### Work to be completed
Collect every line of the data below that contains the word "wall".

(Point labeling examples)
%%

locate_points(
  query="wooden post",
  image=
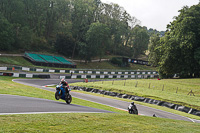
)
(191, 93)
(136, 84)
(177, 90)
(125, 82)
(163, 88)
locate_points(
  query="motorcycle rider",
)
(132, 109)
(64, 85)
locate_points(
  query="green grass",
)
(153, 88)
(89, 123)
(20, 61)
(12, 88)
(77, 122)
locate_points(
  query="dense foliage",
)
(83, 28)
(179, 50)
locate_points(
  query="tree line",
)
(178, 52)
(74, 28)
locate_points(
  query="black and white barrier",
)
(141, 99)
(109, 76)
(91, 72)
(26, 75)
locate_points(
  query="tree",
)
(181, 44)
(64, 44)
(140, 40)
(97, 38)
(6, 34)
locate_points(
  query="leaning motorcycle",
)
(63, 94)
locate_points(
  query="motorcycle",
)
(132, 109)
(63, 94)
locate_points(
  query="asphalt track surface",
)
(48, 106)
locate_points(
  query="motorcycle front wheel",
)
(68, 98)
(57, 95)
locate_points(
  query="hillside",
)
(20, 61)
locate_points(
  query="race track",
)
(40, 83)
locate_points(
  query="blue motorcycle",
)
(62, 93)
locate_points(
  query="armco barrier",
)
(109, 76)
(95, 72)
(26, 75)
(141, 99)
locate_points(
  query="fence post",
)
(125, 82)
(136, 84)
(177, 90)
(163, 88)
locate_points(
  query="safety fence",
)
(109, 76)
(25, 75)
(91, 72)
(141, 99)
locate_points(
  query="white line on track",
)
(47, 113)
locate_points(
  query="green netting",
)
(35, 57)
(63, 60)
(49, 59)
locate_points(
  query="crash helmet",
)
(63, 80)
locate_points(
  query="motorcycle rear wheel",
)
(68, 98)
(57, 95)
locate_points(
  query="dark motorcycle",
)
(132, 109)
(62, 93)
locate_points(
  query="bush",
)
(116, 61)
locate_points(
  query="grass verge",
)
(118, 122)
(164, 90)
(12, 88)
(93, 123)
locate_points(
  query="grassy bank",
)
(165, 90)
(59, 123)
(20, 61)
(117, 122)
(12, 88)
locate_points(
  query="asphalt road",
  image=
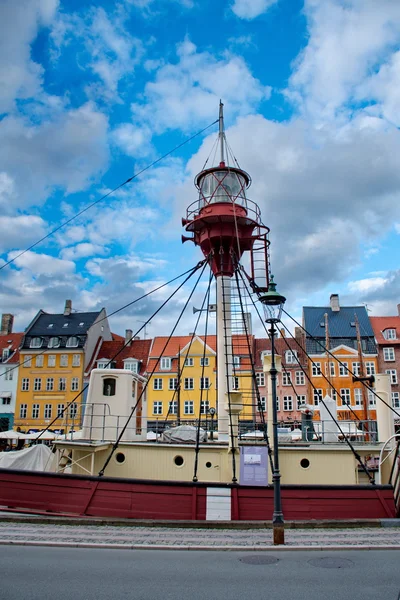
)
(28, 573)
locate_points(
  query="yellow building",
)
(55, 352)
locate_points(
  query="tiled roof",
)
(379, 324)
(138, 349)
(12, 341)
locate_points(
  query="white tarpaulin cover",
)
(36, 458)
(183, 433)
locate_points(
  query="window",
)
(343, 372)
(287, 403)
(188, 407)
(393, 375)
(165, 364)
(358, 397)
(260, 379)
(173, 383)
(157, 408)
(36, 343)
(345, 396)
(291, 357)
(301, 401)
(131, 365)
(54, 342)
(370, 368)
(204, 407)
(317, 395)
(109, 384)
(204, 383)
(72, 342)
(189, 383)
(388, 354)
(390, 334)
(316, 369)
(173, 407)
(355, 367)
(157, 383)
(262, 404)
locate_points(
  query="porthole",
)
(120, 457)
(178, 460)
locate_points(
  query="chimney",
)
(7, 321)
(128, 337)
(334, 302)
(68, 308)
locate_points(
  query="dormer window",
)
(54, 342)
(36, 343)
(390, 334)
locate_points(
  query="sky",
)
(91, 92)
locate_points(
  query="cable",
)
(81, 212)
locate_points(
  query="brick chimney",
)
(7, 322)
(334, 302)
(67, 308)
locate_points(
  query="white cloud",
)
(250, 9)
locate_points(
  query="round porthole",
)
(120, 457)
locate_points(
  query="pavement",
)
(23, 530)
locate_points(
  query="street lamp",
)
(273, 303)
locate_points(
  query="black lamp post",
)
(273, 303)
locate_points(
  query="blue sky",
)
(91, 92)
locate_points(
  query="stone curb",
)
(194, 547)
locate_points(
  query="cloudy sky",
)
(93, 91)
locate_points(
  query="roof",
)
(139, 349)
(379, 324)
(48, 325)
(12, 341)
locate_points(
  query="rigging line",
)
(254, 378)
(356, 455)
(110, 315)
(197, 267)
(202, 379)
(234, 478)
(81, 212)
(186, 355)
(116, 444)
(343, 365)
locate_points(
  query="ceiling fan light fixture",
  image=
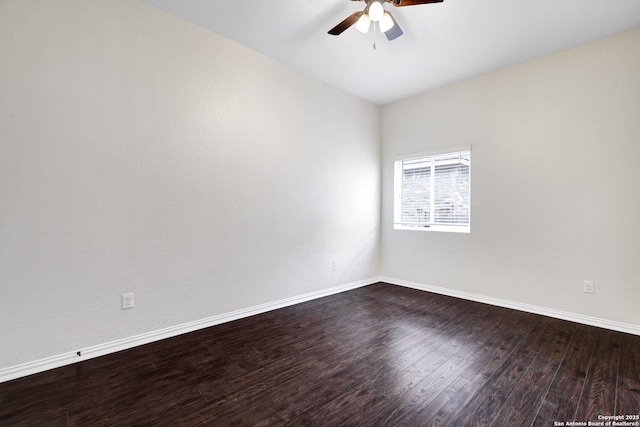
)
(363, 24)
(386, 22)
(376, 11)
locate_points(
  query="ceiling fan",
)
(374, 12)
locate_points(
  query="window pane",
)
(416, 194)
(451, 198)
(433, 191)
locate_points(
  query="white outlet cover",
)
(127, 301)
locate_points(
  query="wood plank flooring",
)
(381, 355)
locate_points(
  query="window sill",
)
(440, 228)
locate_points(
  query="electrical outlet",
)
(587, 287)
(127, 301)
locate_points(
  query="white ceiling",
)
(443, 43)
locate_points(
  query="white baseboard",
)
(52, 362)
(564, 315)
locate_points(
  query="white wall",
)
(140, 153)
(555, 182)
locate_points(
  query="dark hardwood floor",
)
(375, 356)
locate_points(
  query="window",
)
(432, 192)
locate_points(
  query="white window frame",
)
(398, 223)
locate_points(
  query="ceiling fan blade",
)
(395, 31)
(400, 3)
(349, 21)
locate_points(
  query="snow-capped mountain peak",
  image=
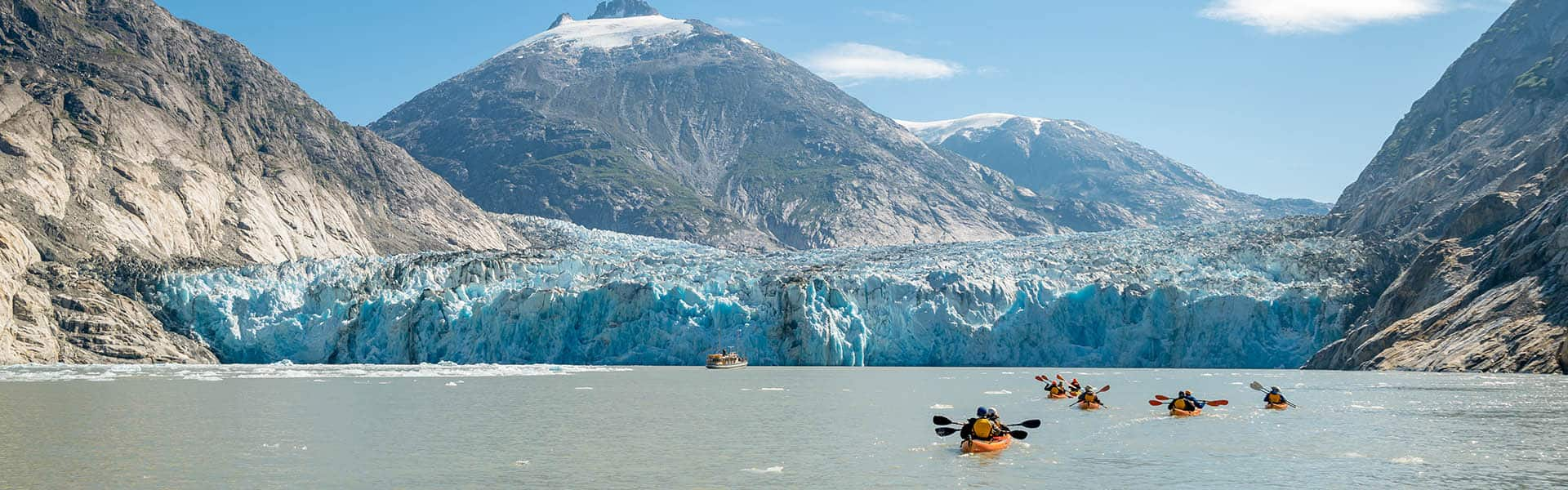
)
(623, 8)
(604, 33)
(940, 131)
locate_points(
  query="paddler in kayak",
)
(1274, 399)
(1089, 399)
(1184, 403)
(985, 426)
(1058, 391)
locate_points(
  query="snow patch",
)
(606, 33)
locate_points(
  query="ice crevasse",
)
(1254, 294)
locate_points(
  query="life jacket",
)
(982, 429)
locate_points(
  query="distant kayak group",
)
(985, 430)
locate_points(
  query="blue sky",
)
(1280, 98)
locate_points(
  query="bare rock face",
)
(1101, 181)
(645, 124)
(1476, 178)
(127, 134)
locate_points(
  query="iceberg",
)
(1250, 294)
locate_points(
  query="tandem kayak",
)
(1186, 412)
(987, 447)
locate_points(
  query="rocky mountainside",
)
(1472, 190)
(645, 124)
(1099, 181)
(131, 140)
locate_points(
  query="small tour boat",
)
(725, 360)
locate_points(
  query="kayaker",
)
(1274, 398)
(1090, 398)
(968, 432)
(1184, 401)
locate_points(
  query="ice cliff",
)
(1256, 294)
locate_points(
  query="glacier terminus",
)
(1250, 294)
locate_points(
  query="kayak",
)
(1186, 412)
(987, 447)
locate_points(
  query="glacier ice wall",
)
(1258, 294)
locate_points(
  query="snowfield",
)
(1258, 294)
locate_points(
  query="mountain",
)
(1099, 181)
(1471, 189)
(645, 124)
(132, 142)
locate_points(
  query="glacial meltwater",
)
(446, 426)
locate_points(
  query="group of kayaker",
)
(985, 430)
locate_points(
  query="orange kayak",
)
(1186, 412)
(987, 447)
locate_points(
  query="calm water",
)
(688, 428)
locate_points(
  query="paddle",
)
(1259, 387)
(1015, 434)
(1206, 403)
(1101, 390)
(946, 421)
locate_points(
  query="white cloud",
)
(853, 61)
(1317, 16)
(886, 16)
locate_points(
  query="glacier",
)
(1250, 294)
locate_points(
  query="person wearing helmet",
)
(968, 432)
(1184, 401)
(1090, 398)
(1274, 398)
(1058, 390)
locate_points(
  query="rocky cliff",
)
(1099, 181)
(131, 140)
(645, 124)
(1472, 192)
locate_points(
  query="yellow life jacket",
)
(982, 428)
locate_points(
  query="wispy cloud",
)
(886, 16)
(1319, 16)
(734, 22)
(855, 61)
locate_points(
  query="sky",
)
(1278, 98)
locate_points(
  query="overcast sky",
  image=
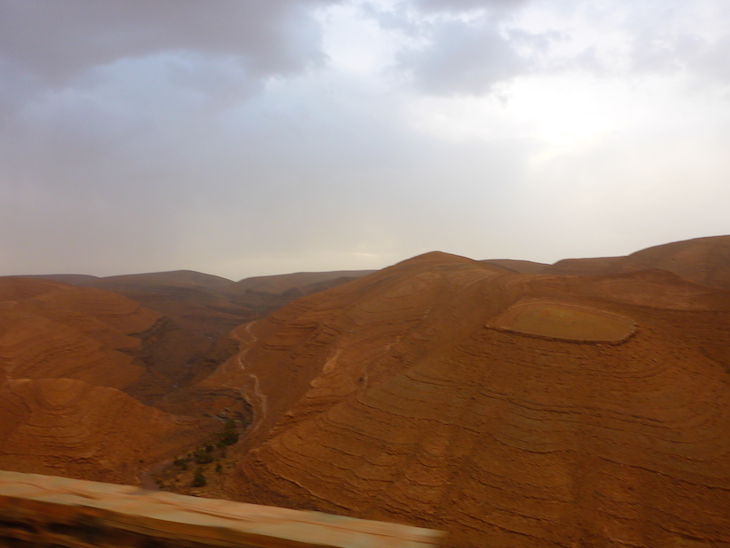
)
(251, 137)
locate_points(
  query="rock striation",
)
(68, 427)
(66, 355)
(509, 409)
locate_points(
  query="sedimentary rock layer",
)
(412, 395)
(55, 330)
(71, 428)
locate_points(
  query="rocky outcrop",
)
(70, 428)
(508, 409)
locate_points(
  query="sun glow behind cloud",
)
(299, 134)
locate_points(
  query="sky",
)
(255, 137)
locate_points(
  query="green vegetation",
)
(199, 478)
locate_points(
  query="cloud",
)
(463, 57)
(59, 40)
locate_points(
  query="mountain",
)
(509, 409)
(67, 356)
(702, 260)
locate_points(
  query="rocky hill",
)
(508, 409)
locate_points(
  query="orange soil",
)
(392, 398)
(65, 354)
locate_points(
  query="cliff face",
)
(54, 330)
(703, 261)
(508, 409)
(66, 354)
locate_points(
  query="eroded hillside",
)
(508, 409)
(67, 356)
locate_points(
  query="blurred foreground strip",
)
(47, 510)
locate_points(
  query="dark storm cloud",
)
(458, 47)
(56, 41)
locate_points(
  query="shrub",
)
(203, 457)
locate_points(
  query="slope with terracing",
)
(67, 356)
(508, 409)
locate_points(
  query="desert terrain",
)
(509, 403)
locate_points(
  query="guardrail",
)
(54, 511)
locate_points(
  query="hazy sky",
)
(248, 137)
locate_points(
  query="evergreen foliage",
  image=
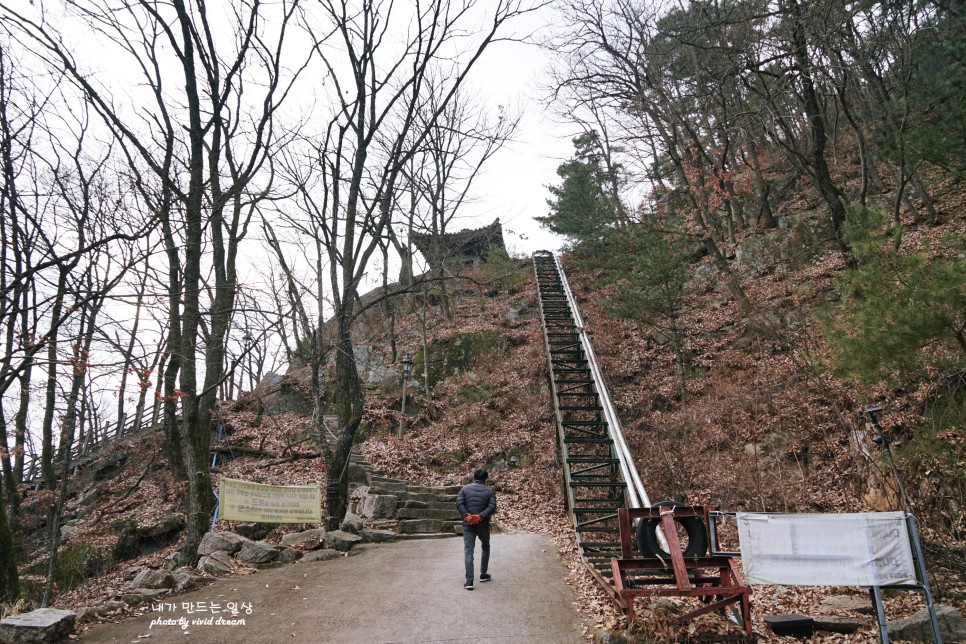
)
(647, 262)
(899, 313)
(584, 203)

%%

### The response
  query="white wall",
  query="glacier ice wall",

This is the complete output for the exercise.